▸ WHAT TO WORK ON
Will you extract the entries word for word? Images should not appear in the copy.

※

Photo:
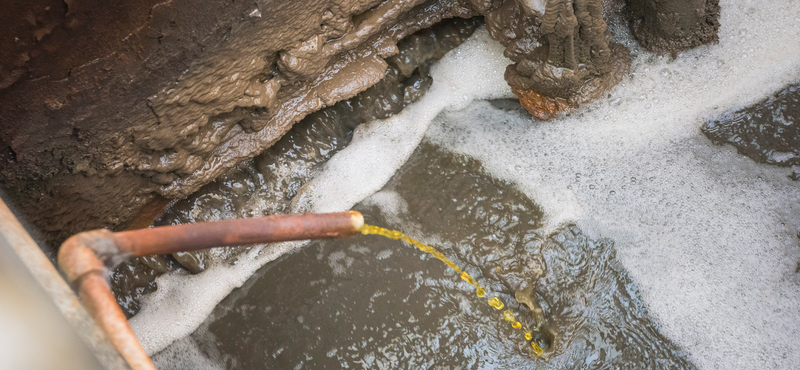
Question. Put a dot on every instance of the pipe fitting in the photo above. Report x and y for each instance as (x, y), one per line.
(85, 258)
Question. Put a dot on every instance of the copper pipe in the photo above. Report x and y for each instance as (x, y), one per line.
(85, 258)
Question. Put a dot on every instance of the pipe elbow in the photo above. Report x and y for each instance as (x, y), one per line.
(85, 253)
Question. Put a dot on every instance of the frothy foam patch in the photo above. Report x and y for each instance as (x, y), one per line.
(709, 235)
(472, 71)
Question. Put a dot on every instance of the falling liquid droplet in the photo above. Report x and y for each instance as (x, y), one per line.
(495, 302)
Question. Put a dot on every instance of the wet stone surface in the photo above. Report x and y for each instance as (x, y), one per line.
(768, 132)
(267, 185)
(371, 302)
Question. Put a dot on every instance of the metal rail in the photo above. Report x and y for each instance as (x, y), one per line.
(86, 257)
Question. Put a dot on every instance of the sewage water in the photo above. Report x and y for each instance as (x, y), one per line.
(372, 302)
(508, 315)
(708, 236)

※

▸ WRITTEN SOLUTION
Photo:
Question. Put a dot on every instance of the pipe fitting in the photo above. Report x and y for each instance as (x, y), one per line.
(85, 258)
Question. Put a dot on every instance of the copper pipe in the photo above. Report x and y for each instance as (x, y), one per line.
(85, 258)
Question. Put a dot on every instance of the pipe elbow in the photo above. Report x and y for each instance as (x, y), one per line.
(85, 253)
Question. Put a dot on every instance of the frothy foam patch in the photo above. Report x and y for each instance as (x, y), one per line.
(709, 235)
(472, 71)
Question. Put a dot on every instance of the falling liquid droplet in the photo above. Report x and y for each instance as (x, y), one per line.
(495, 302)
Question. Put a dot on every instance of the wet stone surface in the photo above. Report x and y for each instance as (x, y), one per line.
(768, 132)
(267, 185)
(371, 302)
Question. Put a dot on every instance of the metal rail in the photo above. Report x and y for each instance as (x, y), one per line.
(86, 257)
Question. Put a dot on every instance of the sewage water in the photo above. Report x and y for each instance as (x, y), one per line.
(372, 302)
(508, 315)
(708, 236)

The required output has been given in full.